++++ Source data ++++

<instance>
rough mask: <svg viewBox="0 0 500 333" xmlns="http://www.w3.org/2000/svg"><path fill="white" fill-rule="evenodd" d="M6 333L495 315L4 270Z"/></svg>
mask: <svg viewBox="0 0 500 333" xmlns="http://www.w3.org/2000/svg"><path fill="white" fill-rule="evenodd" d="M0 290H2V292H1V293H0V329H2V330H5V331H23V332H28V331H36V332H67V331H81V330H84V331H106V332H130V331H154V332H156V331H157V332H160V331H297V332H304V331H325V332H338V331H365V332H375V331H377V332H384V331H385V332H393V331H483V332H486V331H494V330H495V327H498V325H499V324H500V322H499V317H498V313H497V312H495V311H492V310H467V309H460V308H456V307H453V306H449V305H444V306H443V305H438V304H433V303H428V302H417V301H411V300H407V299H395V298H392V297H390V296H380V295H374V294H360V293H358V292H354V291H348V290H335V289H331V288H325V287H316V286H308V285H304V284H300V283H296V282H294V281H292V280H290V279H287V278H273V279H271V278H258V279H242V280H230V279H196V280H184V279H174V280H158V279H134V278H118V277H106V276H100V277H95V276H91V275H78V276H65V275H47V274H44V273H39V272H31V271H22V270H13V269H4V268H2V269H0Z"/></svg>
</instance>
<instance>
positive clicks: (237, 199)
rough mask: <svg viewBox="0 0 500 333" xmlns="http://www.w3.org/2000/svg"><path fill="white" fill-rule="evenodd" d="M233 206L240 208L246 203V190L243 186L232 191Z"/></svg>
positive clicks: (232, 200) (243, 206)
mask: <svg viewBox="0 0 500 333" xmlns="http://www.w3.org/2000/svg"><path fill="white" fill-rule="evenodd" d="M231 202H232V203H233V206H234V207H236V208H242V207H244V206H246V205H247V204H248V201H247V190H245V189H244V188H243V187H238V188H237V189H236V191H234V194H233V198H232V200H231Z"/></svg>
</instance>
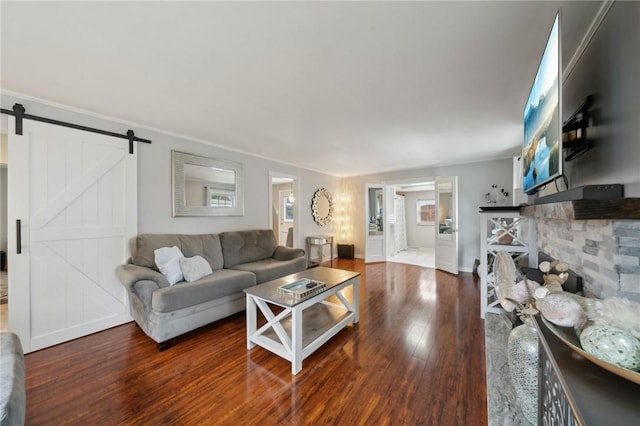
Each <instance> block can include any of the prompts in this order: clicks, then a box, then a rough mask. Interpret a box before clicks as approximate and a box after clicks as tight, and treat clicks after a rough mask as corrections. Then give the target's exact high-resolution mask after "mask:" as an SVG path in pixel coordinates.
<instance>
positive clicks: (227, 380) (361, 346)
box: [26, 259, 487, 425]
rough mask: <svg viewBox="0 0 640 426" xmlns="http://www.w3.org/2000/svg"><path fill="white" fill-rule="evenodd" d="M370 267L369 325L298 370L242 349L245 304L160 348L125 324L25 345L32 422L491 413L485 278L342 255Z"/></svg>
mask: <svg viewBox="0 0 640 426" xmlns="http://www.w3.org/2000/svg"><path fill="white" fill-rule="evenodd" d="M334 267H338V268H341V269H348V270H355V271H359V272H361V273H362V276H361V280H360V295H361V296H360V297H361V298H360V323H359V325H358V326H356V327H352V326H347V327H346V328H345V329H344V330H342V331H341V332H340V333H338V334H337V335H336V336H335V337H334V338H333V339H332V340H330V341H329V342H328V343H326V344H325V345H324V346H322V347H321V348H320V349H318V350H317V351H316V352H315V353H314V354H312V355H311V356H310V357H309V358H307V359H306V360H304V362H303V368H302V371H301V372H300V373H299V374H298V375H296V376H292V374H291V364H290V363H289V362H287V361H285V360H284V359H282V358H280V357H278V356H276V355H274V354H272V353H270V352H267V351H266V350H264V349H262V348H259V347H256V348H254V349H252V350H251V351H247V348H246V340H245V338H246V335H245V329H246V326H245V316H244V313H241V314H237V315H234V316H232V317H230V318H227V319H225V320H221V321H218V322H216V323H214V324H211V325H208V326H206V327H203V328H201V329H199V330H196V331H194V332H192V333H189V334H187V335H185V336H181V337H179V338H177V339H176V340H175V342H174V345H173V346H172V347H171V348H169V349H167V350H165V351H163V352H158V350H157V347H156V344H155V343H154V342H153V341H152V340H151V339H150V338H148V337H147V336H145V335H144V333H143V332H142V331H141V330H140V329H139V328H138V327H137V326H136V325H135V324H134V323H129V324H125V325H123V326H120V327H115V328H112V329H110V330H106V331H103V332H100V333H96V334H93V335H91V336H87V337H84V338H81V339H77V340H75V341H71V342H67V343H64V344H61V345H58V346H55V347H52V348H48V349H44V350H41V351H38V352H34V353H31V354H28V355H27V356H26V367H27V377H26V388H27V414H26V423H27V424H28V425H37V424H55V425H62V424H82V425H87V424H105V425H115V424H133V425H138V424H139V425H142V424H204V425H206V424H263V425H271V424H279V425H303V424H314V425H320V424H340V425H343V424H344V425H352V424H367V425H385V424H392V425H400V424H407V425H418V424H420V425H485V424H487V408H486V405H487V402H486V387H485V355H484V327H483V322H482V320H481V319H480V312H479V306H480V302H479V297H480V296H479V280H478V278H477V277H474V276H472V275H471V274H461V275H460V276H459V277H455V276H452V275H449V274H446V273H443V272H440V271H436V270H433V269H425V268H421V267H418V266H411V265H402V264H396V263H377V264H370V265H365V264H364V263H363V262H362V261H361V260H345V259H339V260H338V262H337V263H336V262H334Z"/></svg>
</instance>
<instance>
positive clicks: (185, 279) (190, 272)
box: [180, 256, 213, 282]
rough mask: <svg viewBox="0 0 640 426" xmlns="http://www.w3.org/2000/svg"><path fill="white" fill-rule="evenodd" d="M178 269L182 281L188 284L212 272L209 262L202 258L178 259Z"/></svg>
mask: <svg viewBox="0 0 640 426" xmlns="http://www.w3.org/2000/svg"><path fill="white" fill-rule="evenodd" d="M180 269H182V274H183V275H184V279H185V280H187V281H189V282H191V281H195V280H199V279H200V278H202V277H204V276H205V275H209V274H210V273H212V272H213V271H212V270H211V265H209V262H207V261H206V260H205V259H204V257H202V256H193V257H183V258H182V259H180Z"/></svg>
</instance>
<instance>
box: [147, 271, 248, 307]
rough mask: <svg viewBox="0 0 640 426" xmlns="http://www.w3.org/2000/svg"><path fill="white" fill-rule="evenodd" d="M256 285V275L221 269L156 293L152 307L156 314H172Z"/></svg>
mask: <svg viewBox="0 0 640 426" xmlns="http://www.w3.org/2000/svg"><path fill="white" fill-rule="evenodd" d="M254 285H256V276H255V275H254V274H251V273H249V272H244V271H234V270H231V269H219V270H216V271H213V273H211V274H209V275H207V276H205V277H202V278H200V279H199V280H196V281H192V282H186V281H183V282H181V283H178V284H176V285H174V286H171V287H163V288H160V289H158V290H156V291H154V292H153V295H152V296H151V307H152V309H153V310H154V311H156V312H172V311H175V310H177V309H182V308H186V307H189V306H194V307H195V306H196V305H198V304H200V303H204V302H209V301H211V300H214V299H218V298H220V297H223V296H228V295H230V294H234V293H238V292H241V291H242V290H244V289H245V288H248V287H251V286H254Z"/></svg>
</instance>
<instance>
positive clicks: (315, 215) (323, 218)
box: [311, 188, 333, 226]
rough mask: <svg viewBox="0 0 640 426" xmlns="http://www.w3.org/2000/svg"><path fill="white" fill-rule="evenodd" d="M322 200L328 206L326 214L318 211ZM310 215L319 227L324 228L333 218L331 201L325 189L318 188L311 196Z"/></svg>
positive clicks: (332, 204)
mask: <svg viewBox="0 0 640 426" xmlns="http://www.w3.org/2000/svg"><path fill="white" fill-rule="evenodd" d="M322 199H326V200H327V203H328V204H329V206H328V208H327V212H326V213H324V212H322V213H321V212H320V211H319V208H320V202H321V200H322ZM311 215H312V216H313V220H314V221H315V222H316V223H317V224H318V225H320V226H325V225H326V224H327V223H329V222H331V219H332V218H333V199H332V198H331V194H330V193H329V191H327V189H326V188H320V189H318V190H317V191H316V192H315V193H314V194H313V199H312V200H311Z"/></svg>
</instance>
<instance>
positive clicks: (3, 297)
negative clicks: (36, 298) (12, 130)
mask: <svg viewBox="0 0 640 426" xmlns="http://www.w3.org/2000/svg"><path fill="white" fill-rule="evenodd" d="M7 174H8V156H7V135H6V133H5V129H4V128H3V129H2V134H1V135H0V331H6V330H8V325H7V322H8V319H9V318H8V302H9V285H8V282H9V279H8V276H7V270H6V268H7V267H8V265H7V252H8V249H7V232H8V231H7V226H8V221H7Z"/></svg>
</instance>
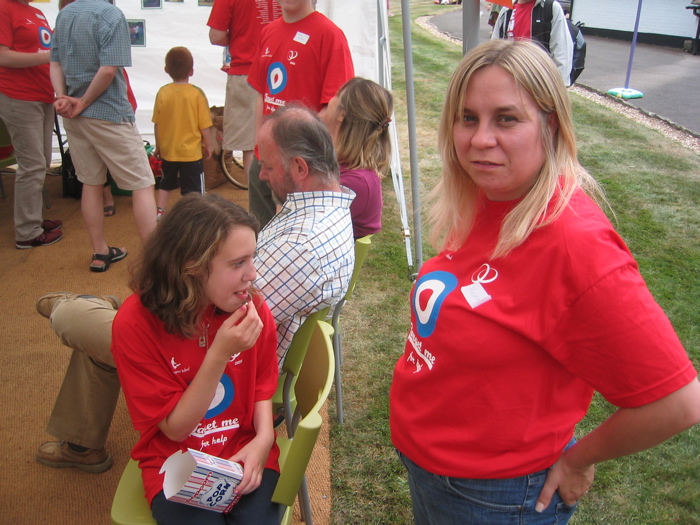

++++

▶ **What you are asked to do**: Nothing but an exact copy is needed, covering the lines from the line with "200L328 206L326 214L318" through the last line of the entries, pictures excluded.

▶ **Expected answer**:
rough mask: <svg viewBox="0 0 640 426" xmlns="http://www.w3.org/2000/svg"><path fill="white" fill-rule="evenodd" d="M322 200L328 206L326 214L318 211ZM310 215L319 227L324 228L333 218L331 201L325 189L318 188L311 196Z"/></svg>
positive clicks: (332, 204)
mask: <svg viewBox="0 0 640 426" xmlns="http://www.w3.org/2000/svg"><path fill="white" fill-rule="evenodd" d="M322 199H326V200H327V203H328V204H329V206H328V208H327V212H326V213H324V212H322V213H321V212H320V211H319V208H320V202H321V200H322ZM311 215H312V216H313V220H314V221H315V222H316V223H317V224H318V225H320V226H325V225H326V224H327V223H329V222H331V219H332V218H333V199H332V198H331V194H330V193H329V191H327V189H326V188H320V189H318V190H317V191H316V192H315V193H314V194H313V199H312V200H311Z"/></svg>
</instance>
<instance>
positive clicks: (3, 297)
negative clicks: (36, 298) (12, 130)
mask: <svg viewBox="0 0 640 426" xmlns="http://www.w3.org/2000/svg"><path fill="white" fill-rule="evenodd" d="M7 174H8V156H7V135H6V133H5V129H4V128H3V129H2V134H1V135H0V331H6V330H8V325H7V322H8V319H9V318H8V302H9V285H8V282H9V279H8V276H7V270H6V268H7V267H8V265H7V252H8V249H7V232H8V231H7V226H8V221H7Z"/></svg>
</instance>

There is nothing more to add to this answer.